Your goal:
Once the line containing "pane. Tag each instance with a single point." is located in the records below, repeat it and all lines that follow it exactly, leaving out any picture.

[Point-per-instance localization data]
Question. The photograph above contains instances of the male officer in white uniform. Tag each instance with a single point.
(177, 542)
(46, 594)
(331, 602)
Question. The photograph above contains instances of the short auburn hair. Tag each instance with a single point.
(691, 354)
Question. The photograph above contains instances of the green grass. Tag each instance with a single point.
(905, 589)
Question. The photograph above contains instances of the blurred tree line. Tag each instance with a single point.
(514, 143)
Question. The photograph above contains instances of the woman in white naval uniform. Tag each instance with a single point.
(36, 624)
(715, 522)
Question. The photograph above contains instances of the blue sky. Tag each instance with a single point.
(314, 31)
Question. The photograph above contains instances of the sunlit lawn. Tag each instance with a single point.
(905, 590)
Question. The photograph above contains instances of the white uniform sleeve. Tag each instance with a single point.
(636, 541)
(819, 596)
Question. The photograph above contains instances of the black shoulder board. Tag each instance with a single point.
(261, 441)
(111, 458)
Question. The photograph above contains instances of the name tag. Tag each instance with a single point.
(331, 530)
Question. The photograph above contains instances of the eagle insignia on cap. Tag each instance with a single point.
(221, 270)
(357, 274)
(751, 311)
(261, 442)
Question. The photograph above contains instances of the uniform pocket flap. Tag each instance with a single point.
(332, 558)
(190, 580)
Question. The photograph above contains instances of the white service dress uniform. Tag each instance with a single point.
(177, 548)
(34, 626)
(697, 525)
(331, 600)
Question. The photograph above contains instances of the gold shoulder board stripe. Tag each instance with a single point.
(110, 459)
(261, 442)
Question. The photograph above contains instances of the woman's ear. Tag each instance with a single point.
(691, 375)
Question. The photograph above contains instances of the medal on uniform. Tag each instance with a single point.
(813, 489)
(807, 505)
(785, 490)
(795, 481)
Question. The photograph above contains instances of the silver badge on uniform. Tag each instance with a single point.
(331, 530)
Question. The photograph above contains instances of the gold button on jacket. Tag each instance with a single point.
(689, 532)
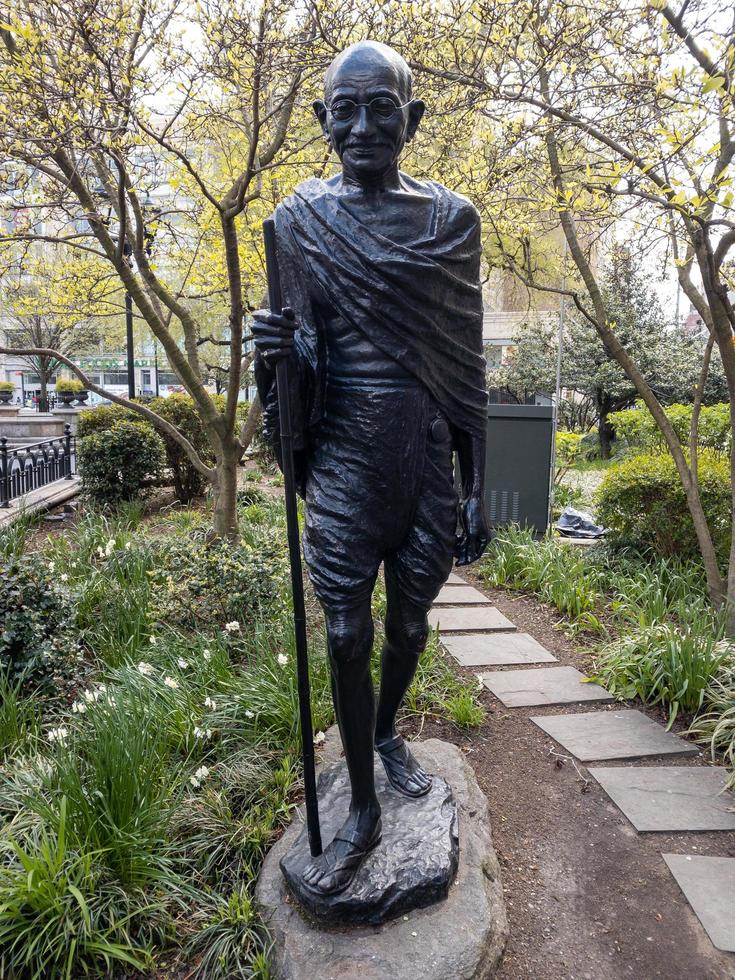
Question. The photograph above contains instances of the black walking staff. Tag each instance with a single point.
(275, 303)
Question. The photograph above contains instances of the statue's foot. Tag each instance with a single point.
(403, 771)
(333, 871)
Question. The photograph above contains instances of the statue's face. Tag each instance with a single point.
(369, 141)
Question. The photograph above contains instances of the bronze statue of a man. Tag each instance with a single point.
(383, 324)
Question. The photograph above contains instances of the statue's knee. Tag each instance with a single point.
(349, 637)
(408, 637)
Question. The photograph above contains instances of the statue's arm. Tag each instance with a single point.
(474, 535)
(276, 338)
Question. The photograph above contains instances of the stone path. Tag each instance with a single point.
(652, 798)
(44, 498)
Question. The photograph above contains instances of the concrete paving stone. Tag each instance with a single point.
(709, 886)
(542, 685)
(496, 649)
(458, 595)
(670, 798)
(468, 619)
(600, 735)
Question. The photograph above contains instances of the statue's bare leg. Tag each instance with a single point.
(406, 633)
(350, 638)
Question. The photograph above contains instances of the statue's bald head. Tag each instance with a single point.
(370, 54)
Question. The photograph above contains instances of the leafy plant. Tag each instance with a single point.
(35, 616)
(664, 664)
(113, 769)
(232, 942)
(19, 717)
(643, 501)
(641, 434)
(59, 913)
(181, 411)
(554, 572)
(117, 463)
(716, 725)
(199, 584)
(69, 386)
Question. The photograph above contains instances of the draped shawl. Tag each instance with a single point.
(420, 303)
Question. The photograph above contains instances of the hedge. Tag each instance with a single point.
(642, 500)
(638, 429)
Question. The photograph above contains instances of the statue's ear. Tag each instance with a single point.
(415, 113)
(320, 111)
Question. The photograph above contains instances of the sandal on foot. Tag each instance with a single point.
(395, 767)
(348, 865)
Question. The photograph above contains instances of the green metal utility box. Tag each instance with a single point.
(518, 465)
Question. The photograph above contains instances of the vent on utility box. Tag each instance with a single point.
(504, 506)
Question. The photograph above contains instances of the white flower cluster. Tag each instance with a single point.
(89, 697)
(199, 776)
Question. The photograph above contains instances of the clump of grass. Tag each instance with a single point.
(552, 571)
(664, 664)
(716, 725)
(232, 942)
(112, 768)
(436, 689)
(14, 536)
(60, 914)
(464, 710)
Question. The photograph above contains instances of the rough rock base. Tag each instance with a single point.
(461, 937)
(413, 866)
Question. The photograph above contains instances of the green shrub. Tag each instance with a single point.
(202, 585)
(19, 717)
(69, 386)
(181, 412)
(642, 500)
(116, 464)
(34, 619)
(103, 417)
(638, 429)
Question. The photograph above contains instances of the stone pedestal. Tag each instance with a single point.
(460, 935)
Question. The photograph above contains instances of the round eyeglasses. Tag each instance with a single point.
(381, 108)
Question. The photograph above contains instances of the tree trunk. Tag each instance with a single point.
(43, 400)
(224, 518)
(606, 434)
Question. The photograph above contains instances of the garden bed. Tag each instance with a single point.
(150, 750)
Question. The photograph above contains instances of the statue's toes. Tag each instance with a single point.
(312, 875)
(418, 782)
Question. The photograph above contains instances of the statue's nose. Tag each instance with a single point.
(363, 121)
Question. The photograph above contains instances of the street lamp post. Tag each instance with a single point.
(129, 343)
(146, 204)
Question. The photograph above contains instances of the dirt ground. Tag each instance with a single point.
(587, 897)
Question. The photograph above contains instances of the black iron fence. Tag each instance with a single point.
(26, 468)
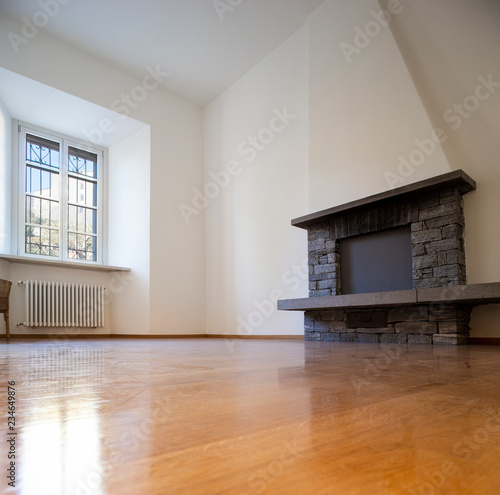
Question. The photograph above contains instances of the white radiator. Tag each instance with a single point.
(61, 304)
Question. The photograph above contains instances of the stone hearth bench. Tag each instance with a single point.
(421, 316)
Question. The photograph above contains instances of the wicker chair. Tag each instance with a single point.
(5, 286)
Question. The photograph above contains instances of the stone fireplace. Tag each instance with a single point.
(391, 268)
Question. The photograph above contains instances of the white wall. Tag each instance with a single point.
(5, 177)
(365, 111)
(448, 46)
(251, 249)
(176, 255)
(129, 239)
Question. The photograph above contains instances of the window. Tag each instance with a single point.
(61, 206)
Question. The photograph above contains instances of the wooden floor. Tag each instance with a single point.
(208, 416)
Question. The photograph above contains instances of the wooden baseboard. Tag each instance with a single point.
(60, 337)
(254, 337)
(55, 336)
(484, 341)
(125, 336)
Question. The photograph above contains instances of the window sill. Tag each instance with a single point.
(62, 264)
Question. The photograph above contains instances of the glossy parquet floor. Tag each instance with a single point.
(209, 416)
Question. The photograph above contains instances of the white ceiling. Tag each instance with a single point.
(203, 49)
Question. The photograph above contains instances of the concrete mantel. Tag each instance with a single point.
(457, 179)
(476, 294)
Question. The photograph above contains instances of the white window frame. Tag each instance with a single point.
(65, 142)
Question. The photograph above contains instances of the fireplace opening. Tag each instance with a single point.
(377, 262)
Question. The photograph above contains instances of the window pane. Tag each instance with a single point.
(42, 241)
(42, 182)
(42, 212)
(83, 220)
(82, 192)
(42, 151)
(82, 162)
(82, 247)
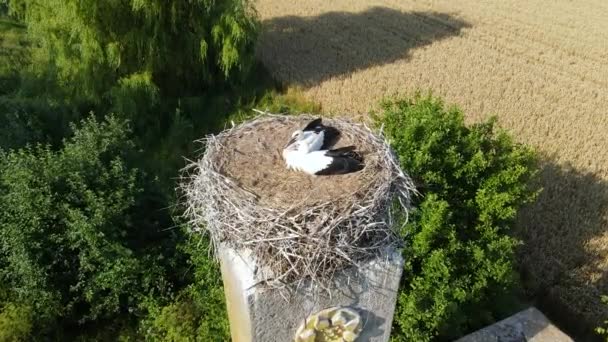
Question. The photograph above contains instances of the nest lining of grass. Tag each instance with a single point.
(297, 226)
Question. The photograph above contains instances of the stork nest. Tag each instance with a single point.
(297, 226)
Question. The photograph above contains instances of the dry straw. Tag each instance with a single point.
(301, 240)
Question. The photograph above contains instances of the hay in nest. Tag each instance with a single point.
(297, 226)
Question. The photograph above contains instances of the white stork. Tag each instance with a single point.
(315, 136)
(322, 162)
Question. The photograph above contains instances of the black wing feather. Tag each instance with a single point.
(330, 137)
(344, 160)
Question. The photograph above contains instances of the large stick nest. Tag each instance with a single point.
(297, 226)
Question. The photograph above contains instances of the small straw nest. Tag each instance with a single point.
(296, 226)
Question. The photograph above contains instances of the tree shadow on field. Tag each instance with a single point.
(307, 50)
(565, 253)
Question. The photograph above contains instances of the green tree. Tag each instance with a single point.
(459, 252)
(198, 313)
(80, 236)
(177, 47)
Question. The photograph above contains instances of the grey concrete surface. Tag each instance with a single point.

Answer for this exercise:
Question. The photograph above contains instances of the window pane. Tag each instance with a single point.
(42, 241)
(42, 182)
(42, 212)
(83, 220)
(82, 192)
(42, 151)
(82, 162)
(82, 247)
Question. The photograph above contains instances of the nest lining of grass. Tag each instance with a single point.
(297, 226)
Question. The photograph above contains instances of the stork nest. Tag each instance with a single point.
(297, 226)
Question. The photograph above contains instances of the dry straw. Tag each instance with a single point.
(301, 240)
Question. The photograph above contains instances of the hay in nest. Tag each instance with a single point.
(297, 226)
Question. The photograph above contains instances of the white stork. Tag each instance with a single point.
(315, 136)
(322, 162)
Question. The photograph above contains instances of the black wing feather. Tag each instance with a single point.
(330, 137)
(344, 160)
Question. The photograph above contains instances of the large stick nest. Tag each instance with a single point.
(297, 226)
Question. The photograph above contains instances of the small straw nest. Tag each instance with a single point.
(296, 226)
Question. The photograph above contains instances of the tree shadow on field. Tag each instance with a single point.
(307, 50)
(565, 253)
Question. The photograph above contains instances of the green tree. Tag each instance with a single point.
(459, 252)
(198, 313)
(80, 236)
(177, 47)
Question. The photograph above contains instances of the grey concrete surface. Tag each instance with a single point.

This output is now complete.